Return the following from the records below: each line, word for word, starting with the line that contains "Exercise. Pin every instance of the utility" and going on through the line that contains "Exercise. Pin every instance of the black sneaker", with nothing outside that range.

[Stored data]
┄┄┄┄┄┄┄┄┄┄┄┄┄┄┄┄┄┄┄┄

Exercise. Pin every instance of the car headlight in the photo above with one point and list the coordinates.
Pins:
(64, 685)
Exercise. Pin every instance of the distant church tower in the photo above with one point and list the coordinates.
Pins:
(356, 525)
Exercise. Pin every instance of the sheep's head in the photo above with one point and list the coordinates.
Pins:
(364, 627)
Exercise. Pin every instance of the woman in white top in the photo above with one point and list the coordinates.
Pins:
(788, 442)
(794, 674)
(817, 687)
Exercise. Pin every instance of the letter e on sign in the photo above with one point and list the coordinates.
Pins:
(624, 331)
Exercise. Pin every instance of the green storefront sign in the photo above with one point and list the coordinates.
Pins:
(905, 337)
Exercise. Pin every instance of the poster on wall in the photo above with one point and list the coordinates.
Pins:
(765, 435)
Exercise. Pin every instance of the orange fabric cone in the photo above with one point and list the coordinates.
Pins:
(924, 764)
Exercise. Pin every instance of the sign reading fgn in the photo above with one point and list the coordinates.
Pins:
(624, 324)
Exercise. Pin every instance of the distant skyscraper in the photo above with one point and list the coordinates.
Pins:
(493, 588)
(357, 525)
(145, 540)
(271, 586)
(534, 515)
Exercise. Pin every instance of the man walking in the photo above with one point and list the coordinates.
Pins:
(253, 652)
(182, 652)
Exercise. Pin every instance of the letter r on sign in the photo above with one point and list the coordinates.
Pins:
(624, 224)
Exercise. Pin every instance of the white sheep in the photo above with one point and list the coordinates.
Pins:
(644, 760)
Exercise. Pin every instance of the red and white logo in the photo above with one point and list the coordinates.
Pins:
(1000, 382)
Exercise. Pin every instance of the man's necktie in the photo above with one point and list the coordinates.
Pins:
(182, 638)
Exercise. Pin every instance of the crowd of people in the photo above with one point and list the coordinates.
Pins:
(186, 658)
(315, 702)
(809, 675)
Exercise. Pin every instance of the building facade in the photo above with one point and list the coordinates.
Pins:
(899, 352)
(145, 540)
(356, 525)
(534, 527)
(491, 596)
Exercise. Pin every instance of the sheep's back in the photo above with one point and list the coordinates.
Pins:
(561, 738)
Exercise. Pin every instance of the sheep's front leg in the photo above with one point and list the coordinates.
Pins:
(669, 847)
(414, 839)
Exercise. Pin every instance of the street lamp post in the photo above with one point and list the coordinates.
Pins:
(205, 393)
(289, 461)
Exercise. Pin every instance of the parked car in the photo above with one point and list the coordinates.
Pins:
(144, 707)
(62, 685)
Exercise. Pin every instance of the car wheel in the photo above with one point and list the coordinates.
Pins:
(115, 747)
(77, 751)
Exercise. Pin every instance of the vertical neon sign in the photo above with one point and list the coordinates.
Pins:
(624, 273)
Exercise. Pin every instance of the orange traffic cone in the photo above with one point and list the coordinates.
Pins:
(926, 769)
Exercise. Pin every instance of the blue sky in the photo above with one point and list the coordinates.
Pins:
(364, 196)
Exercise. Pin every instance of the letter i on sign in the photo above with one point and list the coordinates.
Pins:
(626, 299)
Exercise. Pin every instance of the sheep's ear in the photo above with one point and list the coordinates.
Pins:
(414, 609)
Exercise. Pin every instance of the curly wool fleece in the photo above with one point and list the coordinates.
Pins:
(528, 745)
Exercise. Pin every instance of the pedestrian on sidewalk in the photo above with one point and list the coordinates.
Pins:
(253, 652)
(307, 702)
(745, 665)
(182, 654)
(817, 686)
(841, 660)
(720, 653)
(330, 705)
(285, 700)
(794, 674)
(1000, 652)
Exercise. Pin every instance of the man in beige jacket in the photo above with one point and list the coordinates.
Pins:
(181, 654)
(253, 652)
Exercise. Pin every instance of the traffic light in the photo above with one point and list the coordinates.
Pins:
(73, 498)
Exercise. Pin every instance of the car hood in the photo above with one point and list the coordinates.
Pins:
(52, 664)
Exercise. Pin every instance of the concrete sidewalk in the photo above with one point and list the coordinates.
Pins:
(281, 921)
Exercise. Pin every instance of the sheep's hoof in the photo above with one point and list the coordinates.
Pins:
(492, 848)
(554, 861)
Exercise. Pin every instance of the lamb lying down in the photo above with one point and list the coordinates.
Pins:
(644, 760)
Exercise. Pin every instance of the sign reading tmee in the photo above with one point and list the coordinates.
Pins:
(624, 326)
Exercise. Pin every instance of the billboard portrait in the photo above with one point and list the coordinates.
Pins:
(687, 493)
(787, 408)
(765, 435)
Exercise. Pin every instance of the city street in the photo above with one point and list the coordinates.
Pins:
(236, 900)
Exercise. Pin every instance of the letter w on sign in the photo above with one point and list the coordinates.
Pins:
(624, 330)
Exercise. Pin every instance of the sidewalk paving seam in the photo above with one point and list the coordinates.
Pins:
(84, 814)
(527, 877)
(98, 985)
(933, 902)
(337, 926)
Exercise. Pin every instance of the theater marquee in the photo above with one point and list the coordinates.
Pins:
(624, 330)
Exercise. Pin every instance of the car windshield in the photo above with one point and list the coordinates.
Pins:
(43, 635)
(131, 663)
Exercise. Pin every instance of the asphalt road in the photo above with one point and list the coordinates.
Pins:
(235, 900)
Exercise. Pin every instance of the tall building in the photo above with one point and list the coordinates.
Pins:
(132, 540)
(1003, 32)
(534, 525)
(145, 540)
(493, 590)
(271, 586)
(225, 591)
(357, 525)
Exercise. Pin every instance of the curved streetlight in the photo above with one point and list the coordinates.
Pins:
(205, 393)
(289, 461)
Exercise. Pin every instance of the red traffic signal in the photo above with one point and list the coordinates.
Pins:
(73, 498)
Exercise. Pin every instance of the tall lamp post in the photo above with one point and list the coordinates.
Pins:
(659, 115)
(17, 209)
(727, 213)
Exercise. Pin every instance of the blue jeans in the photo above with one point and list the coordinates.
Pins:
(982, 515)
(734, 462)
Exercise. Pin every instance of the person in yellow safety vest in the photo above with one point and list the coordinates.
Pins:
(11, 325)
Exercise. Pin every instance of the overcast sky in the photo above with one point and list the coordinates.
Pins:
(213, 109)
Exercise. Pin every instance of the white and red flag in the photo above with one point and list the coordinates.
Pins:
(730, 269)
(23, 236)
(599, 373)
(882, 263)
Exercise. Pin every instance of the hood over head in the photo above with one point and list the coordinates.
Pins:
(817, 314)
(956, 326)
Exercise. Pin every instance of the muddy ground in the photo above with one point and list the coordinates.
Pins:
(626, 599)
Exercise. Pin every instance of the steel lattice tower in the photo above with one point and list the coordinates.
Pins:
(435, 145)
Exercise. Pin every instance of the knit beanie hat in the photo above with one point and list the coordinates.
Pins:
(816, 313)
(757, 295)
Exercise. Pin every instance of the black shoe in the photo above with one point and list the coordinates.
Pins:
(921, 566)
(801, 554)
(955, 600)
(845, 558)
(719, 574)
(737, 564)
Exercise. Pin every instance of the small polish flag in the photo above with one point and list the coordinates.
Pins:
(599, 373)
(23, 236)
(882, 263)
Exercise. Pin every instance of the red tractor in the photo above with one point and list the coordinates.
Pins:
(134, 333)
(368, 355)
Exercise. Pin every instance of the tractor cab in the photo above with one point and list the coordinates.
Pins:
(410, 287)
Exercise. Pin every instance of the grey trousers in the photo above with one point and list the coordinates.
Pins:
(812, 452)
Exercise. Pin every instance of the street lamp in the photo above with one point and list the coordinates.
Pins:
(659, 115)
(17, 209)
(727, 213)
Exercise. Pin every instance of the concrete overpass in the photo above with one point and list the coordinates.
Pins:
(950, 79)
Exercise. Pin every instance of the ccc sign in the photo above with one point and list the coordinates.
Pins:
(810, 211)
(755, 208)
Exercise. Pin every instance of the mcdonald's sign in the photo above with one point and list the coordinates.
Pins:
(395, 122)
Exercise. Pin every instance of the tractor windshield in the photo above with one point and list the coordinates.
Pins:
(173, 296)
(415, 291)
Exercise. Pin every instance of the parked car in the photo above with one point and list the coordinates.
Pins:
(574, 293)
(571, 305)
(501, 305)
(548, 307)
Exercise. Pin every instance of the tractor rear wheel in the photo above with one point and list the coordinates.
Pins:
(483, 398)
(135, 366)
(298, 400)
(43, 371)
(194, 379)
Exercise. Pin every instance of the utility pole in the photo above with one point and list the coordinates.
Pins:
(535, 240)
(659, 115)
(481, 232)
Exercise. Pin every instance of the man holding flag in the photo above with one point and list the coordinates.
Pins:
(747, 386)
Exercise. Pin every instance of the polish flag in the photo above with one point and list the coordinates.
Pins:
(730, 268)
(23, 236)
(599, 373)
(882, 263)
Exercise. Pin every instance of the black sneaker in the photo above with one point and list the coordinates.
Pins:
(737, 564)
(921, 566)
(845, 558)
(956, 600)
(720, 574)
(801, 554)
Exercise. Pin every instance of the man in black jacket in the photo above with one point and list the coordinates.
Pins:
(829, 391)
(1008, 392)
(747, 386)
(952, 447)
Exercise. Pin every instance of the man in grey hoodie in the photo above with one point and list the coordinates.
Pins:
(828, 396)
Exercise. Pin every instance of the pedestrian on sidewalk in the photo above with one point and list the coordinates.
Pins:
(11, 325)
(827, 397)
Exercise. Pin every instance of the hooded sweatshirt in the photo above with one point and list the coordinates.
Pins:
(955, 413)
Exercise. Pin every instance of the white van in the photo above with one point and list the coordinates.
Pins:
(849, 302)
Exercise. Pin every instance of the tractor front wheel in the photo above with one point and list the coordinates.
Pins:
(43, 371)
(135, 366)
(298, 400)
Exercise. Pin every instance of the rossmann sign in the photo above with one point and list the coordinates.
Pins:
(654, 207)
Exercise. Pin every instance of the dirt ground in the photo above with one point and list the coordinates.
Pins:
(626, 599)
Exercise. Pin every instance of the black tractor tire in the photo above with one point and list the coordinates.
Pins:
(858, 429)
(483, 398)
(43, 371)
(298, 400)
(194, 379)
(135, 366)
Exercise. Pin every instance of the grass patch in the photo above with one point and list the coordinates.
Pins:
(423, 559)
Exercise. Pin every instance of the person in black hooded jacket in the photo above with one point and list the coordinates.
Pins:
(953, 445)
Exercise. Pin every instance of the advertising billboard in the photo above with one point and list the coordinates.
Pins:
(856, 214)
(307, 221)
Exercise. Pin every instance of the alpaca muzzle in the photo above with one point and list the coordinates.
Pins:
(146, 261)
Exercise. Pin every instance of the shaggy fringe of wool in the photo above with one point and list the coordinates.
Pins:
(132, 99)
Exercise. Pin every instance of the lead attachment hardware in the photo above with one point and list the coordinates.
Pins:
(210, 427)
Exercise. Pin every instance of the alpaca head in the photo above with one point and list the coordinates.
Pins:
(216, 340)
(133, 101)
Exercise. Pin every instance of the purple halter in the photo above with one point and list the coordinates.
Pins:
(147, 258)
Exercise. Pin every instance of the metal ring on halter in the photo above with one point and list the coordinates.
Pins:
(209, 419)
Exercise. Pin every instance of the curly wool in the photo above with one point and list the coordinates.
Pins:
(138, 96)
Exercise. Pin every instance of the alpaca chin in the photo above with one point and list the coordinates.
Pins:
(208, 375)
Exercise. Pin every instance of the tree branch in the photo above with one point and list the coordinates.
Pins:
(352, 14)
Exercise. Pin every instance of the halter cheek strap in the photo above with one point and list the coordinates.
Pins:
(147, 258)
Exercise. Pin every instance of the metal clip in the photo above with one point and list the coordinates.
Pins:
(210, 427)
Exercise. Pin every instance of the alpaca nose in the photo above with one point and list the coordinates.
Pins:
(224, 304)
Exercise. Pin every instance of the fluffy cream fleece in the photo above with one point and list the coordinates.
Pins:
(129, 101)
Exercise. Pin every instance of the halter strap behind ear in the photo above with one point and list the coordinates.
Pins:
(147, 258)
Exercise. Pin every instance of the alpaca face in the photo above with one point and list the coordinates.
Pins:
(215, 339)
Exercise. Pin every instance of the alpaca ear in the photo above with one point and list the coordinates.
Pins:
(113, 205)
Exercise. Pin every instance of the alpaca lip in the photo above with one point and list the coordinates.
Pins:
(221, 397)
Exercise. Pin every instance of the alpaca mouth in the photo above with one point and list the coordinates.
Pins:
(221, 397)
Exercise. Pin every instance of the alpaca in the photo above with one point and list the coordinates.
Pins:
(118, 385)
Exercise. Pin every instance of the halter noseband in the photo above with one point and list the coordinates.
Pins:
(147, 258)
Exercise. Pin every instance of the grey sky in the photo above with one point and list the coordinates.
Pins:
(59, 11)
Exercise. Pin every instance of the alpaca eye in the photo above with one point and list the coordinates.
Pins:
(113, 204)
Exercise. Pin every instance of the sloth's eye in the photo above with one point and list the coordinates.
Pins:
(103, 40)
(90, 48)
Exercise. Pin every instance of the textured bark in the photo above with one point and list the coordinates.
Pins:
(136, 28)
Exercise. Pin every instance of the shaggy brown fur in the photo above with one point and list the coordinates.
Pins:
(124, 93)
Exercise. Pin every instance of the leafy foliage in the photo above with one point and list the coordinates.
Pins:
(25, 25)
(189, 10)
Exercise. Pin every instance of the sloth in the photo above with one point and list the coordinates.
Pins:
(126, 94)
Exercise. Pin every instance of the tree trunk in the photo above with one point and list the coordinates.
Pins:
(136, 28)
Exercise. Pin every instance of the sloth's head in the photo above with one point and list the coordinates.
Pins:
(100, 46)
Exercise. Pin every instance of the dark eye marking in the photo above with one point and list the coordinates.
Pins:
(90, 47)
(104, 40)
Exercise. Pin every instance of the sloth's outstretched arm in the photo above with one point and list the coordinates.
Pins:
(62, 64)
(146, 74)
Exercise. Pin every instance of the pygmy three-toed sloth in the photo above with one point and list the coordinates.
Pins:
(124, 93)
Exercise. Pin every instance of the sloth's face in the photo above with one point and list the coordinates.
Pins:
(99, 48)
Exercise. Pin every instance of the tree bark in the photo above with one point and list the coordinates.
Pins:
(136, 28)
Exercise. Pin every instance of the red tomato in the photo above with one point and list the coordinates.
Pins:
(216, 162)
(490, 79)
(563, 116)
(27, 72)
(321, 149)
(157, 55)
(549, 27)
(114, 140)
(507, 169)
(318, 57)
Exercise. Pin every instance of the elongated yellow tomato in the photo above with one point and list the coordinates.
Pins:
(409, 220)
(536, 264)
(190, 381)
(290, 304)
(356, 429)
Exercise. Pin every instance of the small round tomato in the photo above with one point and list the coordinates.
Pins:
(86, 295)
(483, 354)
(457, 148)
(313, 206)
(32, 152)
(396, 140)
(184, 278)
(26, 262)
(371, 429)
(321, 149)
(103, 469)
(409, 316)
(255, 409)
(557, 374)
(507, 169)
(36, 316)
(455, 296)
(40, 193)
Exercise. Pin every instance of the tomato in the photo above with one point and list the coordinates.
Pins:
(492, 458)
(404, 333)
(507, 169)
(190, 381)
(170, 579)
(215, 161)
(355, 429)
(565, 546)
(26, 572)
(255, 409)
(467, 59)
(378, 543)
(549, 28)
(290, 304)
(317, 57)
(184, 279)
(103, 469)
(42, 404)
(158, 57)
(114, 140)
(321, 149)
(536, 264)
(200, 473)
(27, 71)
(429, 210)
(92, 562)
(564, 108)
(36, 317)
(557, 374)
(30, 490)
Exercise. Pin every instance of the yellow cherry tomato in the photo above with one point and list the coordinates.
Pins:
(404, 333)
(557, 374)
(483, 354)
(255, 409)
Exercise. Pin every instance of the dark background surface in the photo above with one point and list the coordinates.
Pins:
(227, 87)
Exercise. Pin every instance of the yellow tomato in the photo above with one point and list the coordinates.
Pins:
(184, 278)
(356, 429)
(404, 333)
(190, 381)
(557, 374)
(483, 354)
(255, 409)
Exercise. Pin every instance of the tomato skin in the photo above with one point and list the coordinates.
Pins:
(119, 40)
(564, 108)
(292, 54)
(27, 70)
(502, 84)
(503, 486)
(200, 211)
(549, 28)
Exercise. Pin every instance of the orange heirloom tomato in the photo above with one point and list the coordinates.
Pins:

┄┄┄┄┄┄┄┄┄┄┄┄┄┄┄┄┄┄┄┄

RESULT OF THE TASK
Exercise. Pin every instance of the utility pole in the photo above with one point and list the coordinates.
Pins:
(535, 240)
(659, 115)
(481, 232)
Exercise. Pin every instance of the man holding flag in the photo above with one point and list the coordinates.
Pins:
(747, 386)
Exercise. Pin every instance of the polish flag in the photo above with one point and list the coordinates.
Pins:
(730, 268)
(23, 236)
(599, 373)
(882, 263)
Exercise. Pin every instance of the black sneaker in the photo above with one point and list the coordinates.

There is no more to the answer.